# ARTIKEL
-- -- --

Benteng ini terletak di
Kabupaten Timor Tengah Selatan (TTS), Kecamatan Kuatnana, Desa Tetaf, Propinsi
Nusa Tengara Timur (NTT), Indonesia. Untuk menuju Benteng None dari Kota Kupang
kita bisa menggunakan jasa Trevel (Rp 50.000) atau Bus (Rp 30.000). Dari Kupang menuju Benteng diperlukan total
waktu sekitar 3 Jam. Dari Kota Soe menuju
Oebesa-Oekamusa-Mnelalete-Neonmat-Tublopo-Nusa-Lakat dan Tetaf. Benteng ini
terletak di pinggir jalan sebelah kanan dengan Gapura selamat datang. Dari
gapura kita harus berjalan masuk sekitar 10 menit melewati rumah penduduk (
Marga Tauho) dengan mengikuti arah penunjuk jalan menunju Benteng. Namun
sebelum masuk ke Benteng kita harus meminta ijin dan ditemani oleh Penjaga
benteng yang juga merupakan Keturunan Ke-7 dari pewaris Benteng, Bapak Anderias
Tauho yang akan memberi penjelasan seputar benteng.

-- -- --

# PERSYARATAN
a) Siapa penjaga yang, menurut artikel tentang Benteng None, harus dimintai izin sebelum pengunjung memasuki benteng?
b) Tuliskan lanjutan artikel tentang Benteng None, dimulai setelah kalimat terakhirnya.
Item-item di bawah ini tidak berkaitan dengan artikel.

-- -- --

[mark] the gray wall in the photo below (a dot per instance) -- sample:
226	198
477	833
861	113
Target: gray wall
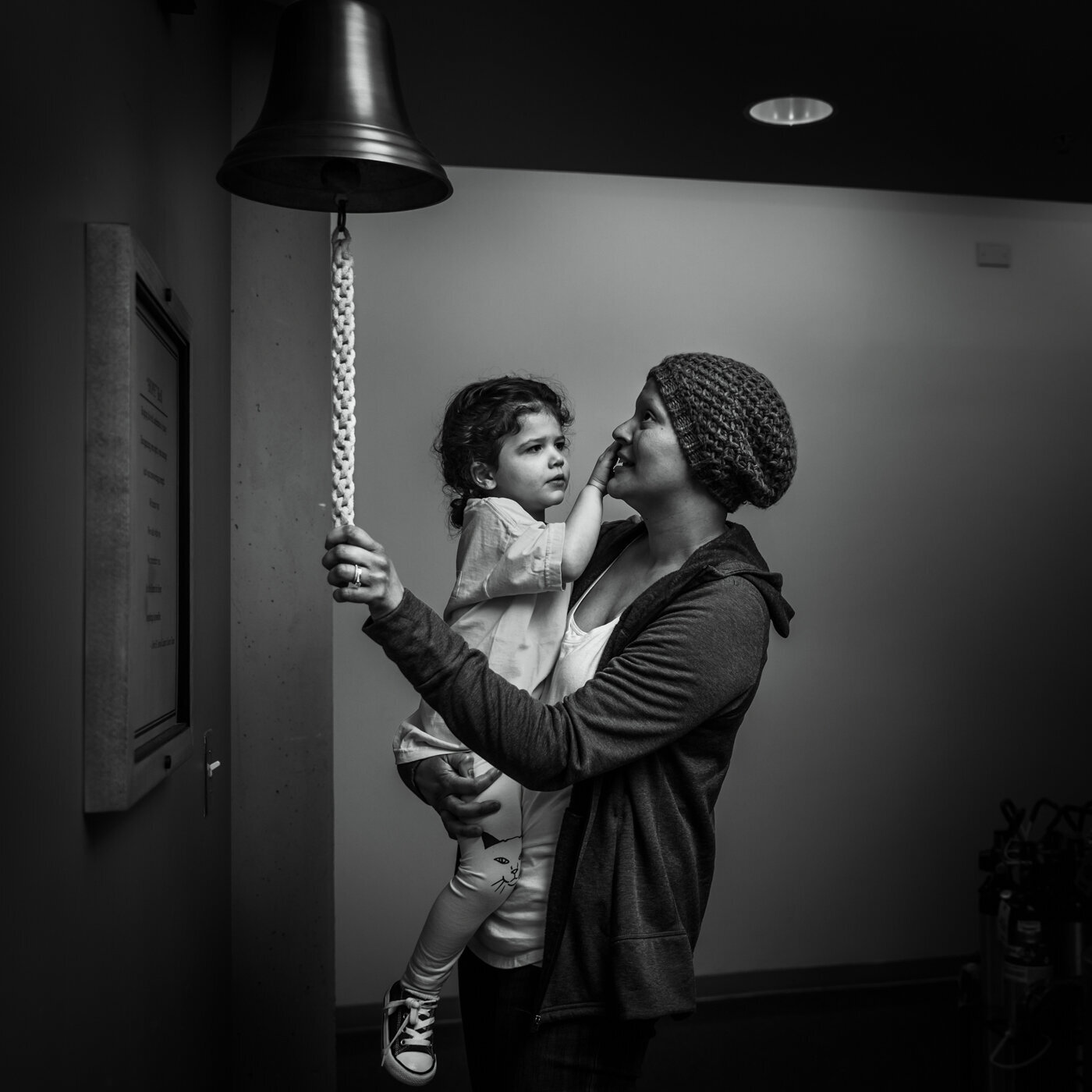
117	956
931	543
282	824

-- -- --

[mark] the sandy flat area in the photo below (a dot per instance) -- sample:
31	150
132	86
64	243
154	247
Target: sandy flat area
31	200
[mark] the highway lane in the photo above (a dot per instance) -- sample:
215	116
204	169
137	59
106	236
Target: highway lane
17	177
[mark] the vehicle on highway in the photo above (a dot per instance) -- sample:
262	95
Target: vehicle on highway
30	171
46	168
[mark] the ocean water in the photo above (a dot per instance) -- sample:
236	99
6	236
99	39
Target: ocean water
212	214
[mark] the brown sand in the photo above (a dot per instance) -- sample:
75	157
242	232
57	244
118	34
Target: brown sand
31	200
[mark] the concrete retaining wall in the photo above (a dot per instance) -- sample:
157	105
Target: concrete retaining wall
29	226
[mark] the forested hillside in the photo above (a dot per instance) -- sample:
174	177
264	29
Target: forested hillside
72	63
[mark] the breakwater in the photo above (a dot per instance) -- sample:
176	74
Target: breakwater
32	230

-- -- --

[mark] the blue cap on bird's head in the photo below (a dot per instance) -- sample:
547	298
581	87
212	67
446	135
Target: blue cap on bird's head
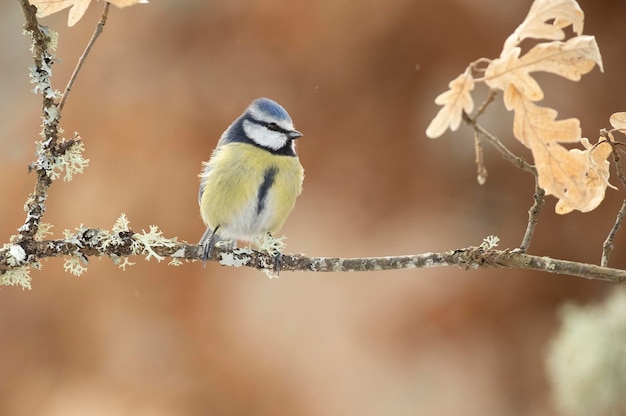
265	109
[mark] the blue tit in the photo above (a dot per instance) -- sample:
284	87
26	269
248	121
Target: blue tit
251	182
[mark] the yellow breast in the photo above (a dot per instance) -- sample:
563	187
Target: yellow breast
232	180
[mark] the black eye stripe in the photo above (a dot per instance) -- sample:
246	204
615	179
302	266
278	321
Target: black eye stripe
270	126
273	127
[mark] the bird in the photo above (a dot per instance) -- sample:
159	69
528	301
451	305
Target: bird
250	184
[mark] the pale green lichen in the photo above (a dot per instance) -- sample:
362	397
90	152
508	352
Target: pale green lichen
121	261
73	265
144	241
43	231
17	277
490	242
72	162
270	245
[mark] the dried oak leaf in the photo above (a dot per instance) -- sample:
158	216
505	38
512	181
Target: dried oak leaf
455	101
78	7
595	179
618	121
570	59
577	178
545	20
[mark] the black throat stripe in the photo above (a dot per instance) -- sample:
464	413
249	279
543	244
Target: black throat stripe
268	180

-- -- --

# JAWABAN PER TUGAS
a) Bapak Anderias Tauho, keturunan ke-7 dari pewaris benteng.

b)
Benteng ini didirikan
pada Tahun 1820 saat kekuasaan Usif/Raja Amanuban, Usif Nope yang mendiami di
Sonaf /Istana Niki - niki. Benteng ini didirikan karena sering terjadinya,
permusuhan antara suku yang satu dengan suku lainnya, dimana suku lain itu
seperti suku Amanatun dan Mollo. Saat itu belum ada agama sehingga mereka
mempercayai Batu, kayu. Benteng ini memiliki luas 80 X 44 Meter, dengan beberapa
bukti peninggal sejarah yang terdapat di dalamnya yaitu: Pagar batu, Rumah
tradisional ( Lopo dan Ume Kbubu ), Pene, Bak-bak, Otenaus, Bol Nu'ut,
Perlengkapan Perang (Kalewang/parang, senapan tumbuk dan Tombak).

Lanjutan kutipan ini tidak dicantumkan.